- _Défis_
A) Dans l'extrait sur l'abrogation du plan local d'urbanisme, à quelle date la requérante a-t-elle demandé cette abrogation ?
B) Poursuivez l'extrait sur l'abrogation du plan local d'urbanisme là où il s'arrête.

===== Extrait

4. Il résulte de ces dispositions qu'après l'expiration du délai de recours contentieux, la contestation d'un acte réglementaire peut prendre la forme d'un recours pour excès de pouvoir dirigé contre la décision refusant de l'abroger. Si la légalité des règles fixées par l'acte réglementaire, la compétence de son auteur et l'existence d'un détournement de pouvoir peuvent être utilement critiquées, il n'en va pas de même des conditions d'édiction de cet acte, les vices de forme et de procédure dont il serait entaché ne pouvant être utilement invoqués que dans le cadre du recours pour excès de pouvoir dirigé contre l'acte réglementaire lui-même et introduit avant l'expiration du délai de recours contentieux.

5. La requérante pouvait ainsi contester la légalité de la décision implicite de rejet de sa demande du 4 février 2020 tendant à l'abrogation du plan local d'urbanisme en tant qu'il identifie deux espaces boisés ponctuels sur sa propriété et maintient son classement en zones naturelles inconstructibles sans que l'expiration du délai de recours contentieux contre la délibération du 21 septembre 2018 lui puisse être opposée. Par suite, la fin de non-recevoir tirée du caractère définitif de la délibération du 21 septembre 2018 doit être écartée.

==========
===== Données enregistrées

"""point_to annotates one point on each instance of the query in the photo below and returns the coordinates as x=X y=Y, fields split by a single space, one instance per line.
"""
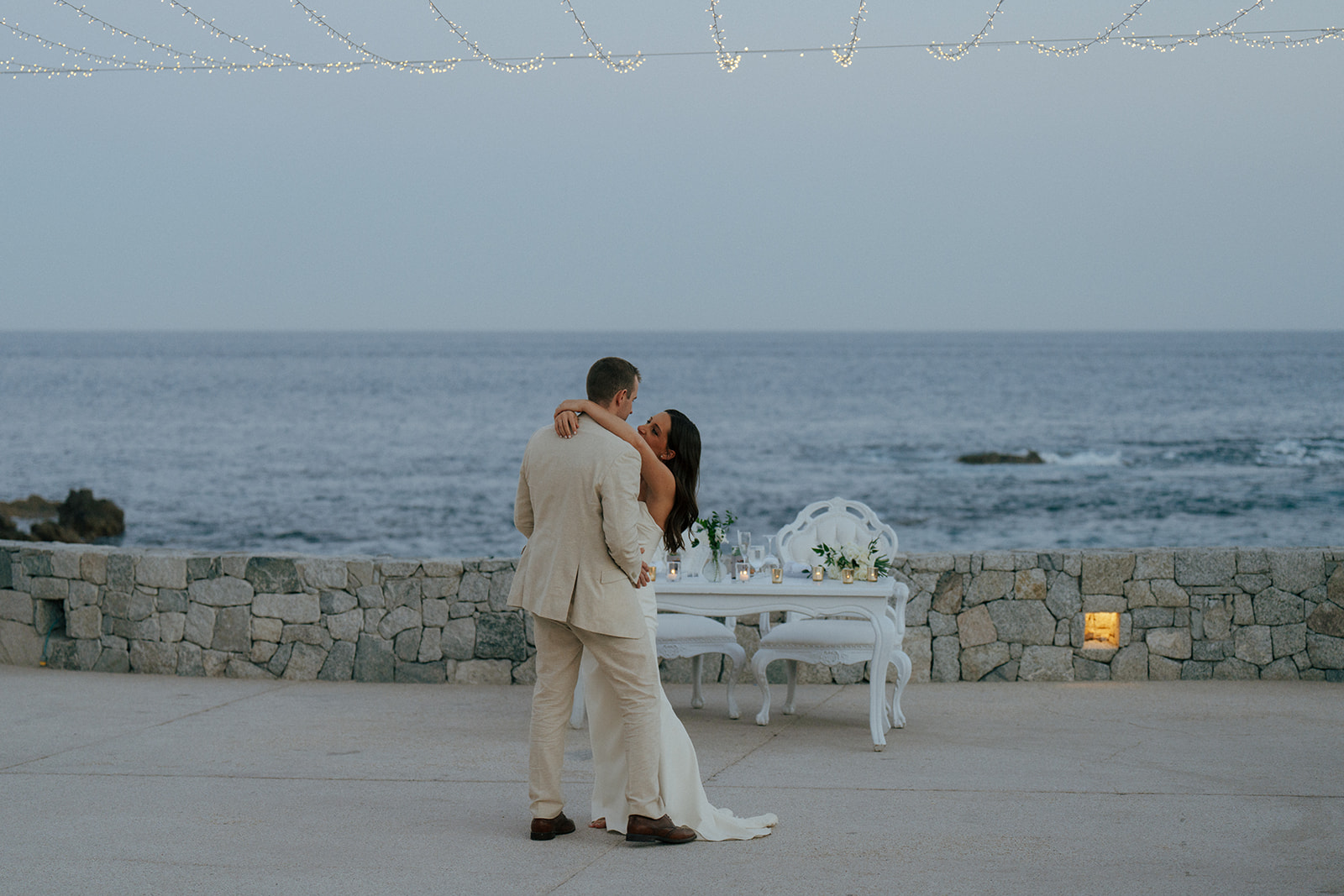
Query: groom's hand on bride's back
x=566 y=423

==========

- _Exercices résolus_
A) Le 4 février 2020.

B)
6. En second lieu, la commune fait valoir que le requête de première instance est irrecevable dès lors que la décision implicite du 4 avril 2020 rejetant le recours gracieux est confirmative de celle du 19 février 2019 rejetant un premier recours gracieux du 21 septembre 2018, laquelle est devenue définitive faute d'avoir été contestée dans les délais légaux.

7. Toutefois, le refus de prendre, de modifier ou d'abroger un acte réglementaire ne saurait être regardé comme purement confirmatif d'un refus antérieurement opposé à une demande tendant aux mêmes fins. Dans ces conditions, la fin de non-recevoir tirée du caractère prétendument définitif de la décision implicite de rejet du 19 février 2019, antérieurement opposée à la requérante, ne peut qu'être écartée.

Sur les conclusions à fin d'annulation :

8. En premier lieu, la requérante soutient que le classement en zone N et Nj de ses parcelles est entaché d'erreur manifeste d'appréciation dès lors que sa propriété est desservie par les réseaux, qu'elle est située dans un secteur urbanisé et que ce zonage est incohérent avec le projet d'aménagement et de développement durables de la commune.

9. Aux termes de l'article R. 151-24 du code de l'urbanisme : " Les zones naturelles et forestières sont dites " zones N ". Peuvent être classés en zone naturelle et forestière, les secteurs de la commune, équipés ou non, à protéger en raison : / 1° Soit de la qualité des sites, milieux et espaces naturels, des paysages et de leur intérêt, notamment du point de vue esthétique, historique ou écologique ; / 2° Soit de l'existence d'une exploitation forestière ; / 3° Soit de leur caractère d'espaces naturels ; / 4° Soit de la nécessité de préserver ou restaurer les ressources naturelles ; / 5° Soit de la nécessité de prévenir les risques notamment d'expansion des crues ".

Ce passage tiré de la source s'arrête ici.